Estratto fonte:
▼

20 gennaio 2012

Fruttero, un maestro del disincanto

di Ernesto Ferrero
Ciò che rende la morte effettivamente misteriosa, diceva Carlo Fruttero, è che nessuno ne può parlare per esperienza diretta. «Staremo a vedere» è tutto quello che si può dire del «singolare fenomeno». Con l'amico Lucentini sorrideva dell’idea di un Dio-salvagente, chiamato all’ultimo momento, come fosse il 118, a correre in soccorso dell'Io individuale che altrimenti annegherebbe nel gran mare del non essere. Gli risultava incomprensibile tutto questo attaccamento al nostro Io: «Questo casuale e in fondo estraneo, eterogeneo miscuglio di mediocri virtù e poverissimi vizi». Possibile venerarlo al punto di sperarlo immortale?

▲

Dettagli attività: Ricopia dall'articolo su Fruttero tutto il passo che va da "Fruttero, un maestro" fino a "di sperarlo immortale?". Il materiale proviene da un'altra fonte.

[Voci per l'etichettatura con riquadri di delimitazione]
▼

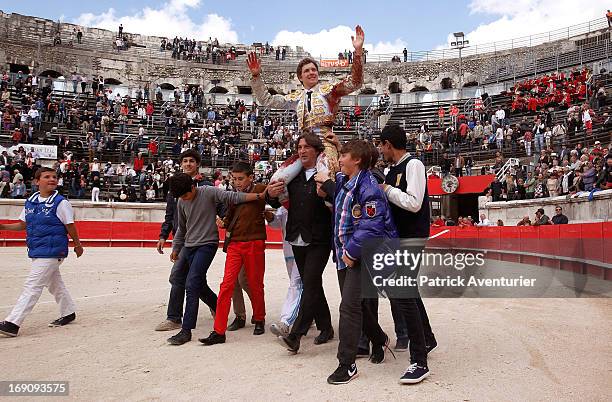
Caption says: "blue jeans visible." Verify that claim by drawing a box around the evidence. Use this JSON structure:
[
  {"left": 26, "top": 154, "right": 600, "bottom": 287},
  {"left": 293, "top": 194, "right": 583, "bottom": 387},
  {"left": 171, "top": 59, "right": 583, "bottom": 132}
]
[
  {"left": 535, "top": 134, "right": 544, "bottom": 152},
  {"left": 168, "top": 248, "right": 189, "bottom": 323},
  {"left": 391, "top": 303, "right": 408, "bottom": 339},
  {"left": 183, "top": 244, "right": 219, "bottom": 330}
]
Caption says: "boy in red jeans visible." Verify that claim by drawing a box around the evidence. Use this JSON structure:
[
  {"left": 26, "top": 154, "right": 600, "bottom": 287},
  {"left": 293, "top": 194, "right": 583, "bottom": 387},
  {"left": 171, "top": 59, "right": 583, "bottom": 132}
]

▲

Risultato atteso:
Fruttero, un maestro del disincanto

di Ernesto Ferrero
Ciò che rende la morte effettivamente misteriosa, diceva Carlo Fruttero, è che nessuno ne può parlare per esperienza diretta. «Staremo a vedere» è tutto quello che si può dire del «singolare fenomeno». Con l'amico Lucentini sorrideva dell’idea di un Dio-salvagente, chiamato all’ultimo momento, come fosse il 118, a correre in soccorso dell'Io individuale che altrimenti annegherebbe nel gran mare del non essere. Gli risultava incomprensibile tutto questo attaccamento al nostro Io: «Questo casuale e in fondo estraneo, eterogeneo miscuglio di mediocri virtù e poverissimi vizi». Possibile venerarlo al punto di sperarlo immortale?